▶ WORK ITEM
Take the line containing "Task: point out each instance of the stone" and every line after it to the end of the data, and write them out exactly as they appear.

—————

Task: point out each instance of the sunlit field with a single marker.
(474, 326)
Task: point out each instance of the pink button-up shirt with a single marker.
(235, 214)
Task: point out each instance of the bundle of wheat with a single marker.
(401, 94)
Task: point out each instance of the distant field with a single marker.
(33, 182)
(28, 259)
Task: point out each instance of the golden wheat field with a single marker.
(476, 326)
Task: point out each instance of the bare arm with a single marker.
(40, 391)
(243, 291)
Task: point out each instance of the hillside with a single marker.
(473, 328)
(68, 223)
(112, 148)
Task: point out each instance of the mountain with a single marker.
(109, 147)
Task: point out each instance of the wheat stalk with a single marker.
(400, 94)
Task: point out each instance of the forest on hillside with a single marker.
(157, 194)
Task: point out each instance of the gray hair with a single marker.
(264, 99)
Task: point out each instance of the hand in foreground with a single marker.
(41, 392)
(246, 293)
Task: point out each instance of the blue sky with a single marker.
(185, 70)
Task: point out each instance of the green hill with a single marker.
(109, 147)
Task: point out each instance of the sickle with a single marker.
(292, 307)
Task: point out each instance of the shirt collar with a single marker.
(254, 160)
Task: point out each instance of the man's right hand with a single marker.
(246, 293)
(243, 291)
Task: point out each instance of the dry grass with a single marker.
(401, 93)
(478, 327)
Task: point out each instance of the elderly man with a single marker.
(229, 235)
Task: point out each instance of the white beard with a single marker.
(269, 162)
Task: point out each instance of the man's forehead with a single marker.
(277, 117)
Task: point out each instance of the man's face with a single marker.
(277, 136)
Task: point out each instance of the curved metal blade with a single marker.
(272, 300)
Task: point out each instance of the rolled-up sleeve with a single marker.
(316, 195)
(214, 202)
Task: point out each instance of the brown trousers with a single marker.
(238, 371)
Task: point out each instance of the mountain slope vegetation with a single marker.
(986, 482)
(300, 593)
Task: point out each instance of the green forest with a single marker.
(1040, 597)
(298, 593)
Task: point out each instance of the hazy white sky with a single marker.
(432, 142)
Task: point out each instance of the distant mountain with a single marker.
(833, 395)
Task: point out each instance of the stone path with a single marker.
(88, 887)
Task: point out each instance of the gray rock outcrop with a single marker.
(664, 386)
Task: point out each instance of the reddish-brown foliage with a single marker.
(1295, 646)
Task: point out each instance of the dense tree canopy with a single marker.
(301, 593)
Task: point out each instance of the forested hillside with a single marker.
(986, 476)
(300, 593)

—————

▶ OUTPUT BELOW
Task: point out each instance of the stone path with a single marker.
(88, 887)
Task: point out each instance of the gray rock outcrop with a single marker.
(664, 386)
Task: point out each instance of the reddish-brown foliage with a single marker.
(1295, 646)
Task: point out each instance of the dense tree canopy with a single marker.
(301, 593)
Task: point out each instance of the forested hillside with a single marker.
(986, 476)
(300, 593)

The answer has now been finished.